▸ **What to produce**
Please write out the records below word for word, leaving the pictures out.

▸ **Available data**
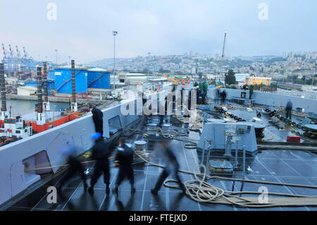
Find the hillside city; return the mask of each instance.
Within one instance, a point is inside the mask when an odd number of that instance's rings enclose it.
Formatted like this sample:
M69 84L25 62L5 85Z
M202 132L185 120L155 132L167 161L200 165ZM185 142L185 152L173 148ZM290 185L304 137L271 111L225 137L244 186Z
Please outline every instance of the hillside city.
M220 73L221 56L216 54L137 56L116 59L116 70L142 73L173 73L175 74L217 75ZM112 69L111 59L90 63L89 65ZM275 80L311 84L317 77L317 51L290 52L283 56L225 56L223 73L232 69L236 73L247 73L259 77L271 77ZM284 80L283 80L284 79ZM313 80L313 84L316 80Z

▸ **Output**
Find the hillside city; return the mask of each instance.
Within one instance, a point is inside the mask when an odd number of that instance's rings enclose it.
Formatted like this sample:
M69 84L25 62L5 85Z
M202 132L185 120L155 132L167 161L200 165ZM185 142L185 152L173 148ZM290 185L304 137L271 111L225 137L244 186Z
Please outline every instance of the hillside city.
M220 73L221 56L216 54L137 56L116 59L116 70L142 73L173 73L175 74L217 75ZM112 69L111 59L90 63L89 65ZM275 80L311 84L317 77L317 51L290 52L283 56L225 56L223 73L232 69L236 73L247 73L259 77L271 77ZM284 80L283 80L284 79ZM313 80L313 84L316 80Z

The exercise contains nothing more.